* [SOURCE]:
************

Il faudrait pouvoir faire davantage de prévention et d’éducation sur une utilisation civique et responsable des réseaux sociaux.

Mme la présidente. Veuillez poser votre question !

M. Guillaume Chevrollier. Monsieur le secrétaire d’État, comment créer, selon vous, les conditions d’un débat serein en France ?

Mme la présidente. La parole est à M. le secrétaire d’État.

M. Cédric O, secrétaire dÉtat auprès du ministre de léconomie, des finances et de la relance et de la ministre de la cohésion des territoires et des relations avec les collectivités territoriales, chargé de la transition numérique et des communications électroniques. Monsieur le sénateur, puisque je réponds à la dernière question, je veux remercier le groupe Les Indépendants et l’ensemble du Sénat d’avoir pris l’initiative d’organiser ce débat intéressant qui, je le pense, nous a permis d’avancer, hors de toute polémique politique. Nous avons besoin de davantage d’échanges de ce type, dans un cadre apaisé, pour que nous puissions trouver des solutions.

Monsieur le sénateur, vous évoquez un sujet encore plus complexe que la haine en ligne : celui de la désinformation et de sa propagation. Car ces contenus ne sont pas illégaux, ou presque jamais. Par exemple, il est difficile de dire du film Hold-up, dont j’ai demandé une analyse juridique, qu’il se situe dans l’illégalité. Tout au plus pourrait-on envisager la qualification de mise en danger de la vie d’autrui. Et encore, ce serait compliqué à prouver.

************

Lignes de données sur l'emplacement des objets
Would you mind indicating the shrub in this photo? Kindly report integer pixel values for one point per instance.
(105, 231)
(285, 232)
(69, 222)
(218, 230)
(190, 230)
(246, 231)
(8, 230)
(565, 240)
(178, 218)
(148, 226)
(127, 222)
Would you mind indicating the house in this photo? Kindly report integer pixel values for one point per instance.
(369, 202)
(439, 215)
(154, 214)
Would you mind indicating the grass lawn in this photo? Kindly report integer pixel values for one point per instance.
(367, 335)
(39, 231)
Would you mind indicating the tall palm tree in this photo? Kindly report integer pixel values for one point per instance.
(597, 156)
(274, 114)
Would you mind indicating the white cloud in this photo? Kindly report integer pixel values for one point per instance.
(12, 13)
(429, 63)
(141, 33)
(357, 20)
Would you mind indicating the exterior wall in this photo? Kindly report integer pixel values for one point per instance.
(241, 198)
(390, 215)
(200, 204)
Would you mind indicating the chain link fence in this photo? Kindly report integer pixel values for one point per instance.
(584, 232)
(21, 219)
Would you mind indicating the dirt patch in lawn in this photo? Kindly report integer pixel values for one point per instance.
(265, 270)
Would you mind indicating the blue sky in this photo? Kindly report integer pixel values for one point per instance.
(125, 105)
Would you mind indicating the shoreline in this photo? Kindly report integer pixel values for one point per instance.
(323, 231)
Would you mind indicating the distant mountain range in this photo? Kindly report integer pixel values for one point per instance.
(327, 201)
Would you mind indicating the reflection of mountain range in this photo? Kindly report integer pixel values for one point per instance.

************

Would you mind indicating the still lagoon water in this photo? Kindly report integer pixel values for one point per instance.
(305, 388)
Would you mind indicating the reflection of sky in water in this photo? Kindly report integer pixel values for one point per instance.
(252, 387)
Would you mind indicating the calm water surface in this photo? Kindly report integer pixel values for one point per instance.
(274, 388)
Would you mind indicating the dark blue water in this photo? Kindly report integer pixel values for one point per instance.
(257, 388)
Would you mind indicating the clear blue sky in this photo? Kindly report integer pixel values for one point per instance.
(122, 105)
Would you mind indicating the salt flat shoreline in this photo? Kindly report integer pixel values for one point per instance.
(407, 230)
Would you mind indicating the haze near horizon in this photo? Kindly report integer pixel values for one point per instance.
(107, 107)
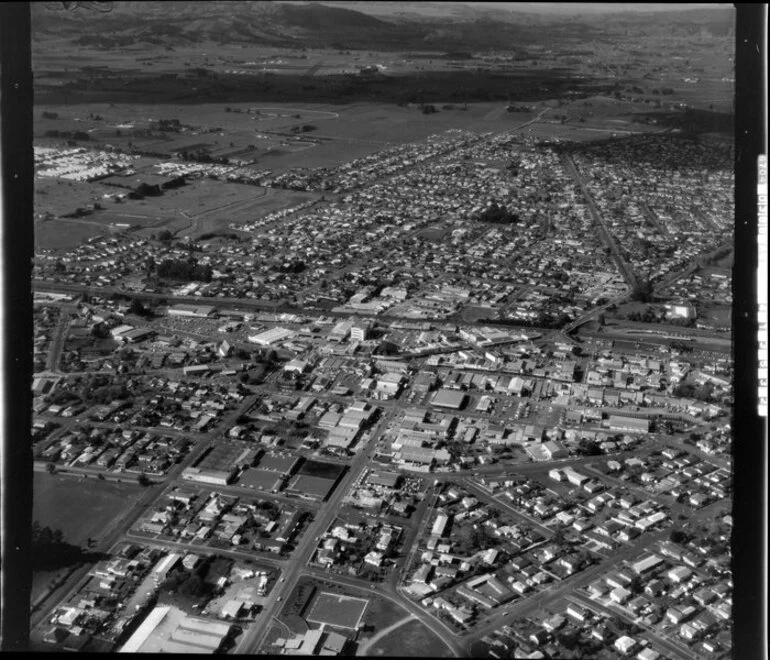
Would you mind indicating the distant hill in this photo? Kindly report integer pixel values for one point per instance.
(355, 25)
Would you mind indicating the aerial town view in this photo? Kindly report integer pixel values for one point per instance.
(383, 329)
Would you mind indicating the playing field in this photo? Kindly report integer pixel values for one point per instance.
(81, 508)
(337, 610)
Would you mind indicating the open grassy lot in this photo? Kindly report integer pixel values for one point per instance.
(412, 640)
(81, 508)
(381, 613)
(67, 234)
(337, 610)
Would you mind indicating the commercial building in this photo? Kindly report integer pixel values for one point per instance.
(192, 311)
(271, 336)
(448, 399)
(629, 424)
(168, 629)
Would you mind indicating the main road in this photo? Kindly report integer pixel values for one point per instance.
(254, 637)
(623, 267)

************

* [CONSIGNE 1]:
Dans l'extrait du débat au Sénat, recopiez mot pour mot le passage allant de « Mme la présidente. Veuillez » à « trouver des solutions. », ces deux bornes comprises.
* [CONSIGNE 2]:
Citez toutes les personnes dont une prise de parole est annoncée par leur nom ou leur titre dans l'extrait du débat au Sénat.

* [CORRIGÉ 1]:
Mme la présidente. Veuillez poser votre question !

M. Guillaume Chevrollier. Monsieur le secrétaire d’État, comment créer, selon vous, les conditions d’un débat serein en France ?

Mme la présidente. La parole est à M. le secrétaire d’État.

M. Cédric O, secrétaire dÉtat auprès du ministre de léconomie, des finances et de la relance et de la ministre de la cohésion des territoires et des relations avec les collectivités territoriales, chargé de la transition numérique et des communications électroniques. Monsieur le sénateur, puisque je réponds à la dernière question, je veux remercier le groupe Les Indépendants et l’ensemble du Sénat d’avoir pris l’initiative d’organiser ce débat intéressant qui, je le pense, nous a permis d’avancer, hors de toute polémique politique. Nous avons besoin de davantage d’échanges de ce type, dans un cadre apaisé, pour que nous puissions trouver des solutions.

* [CORRIGÉ 2]:
Mme la présidente ; M. Guillaume Chevrollier ; M. Cédric O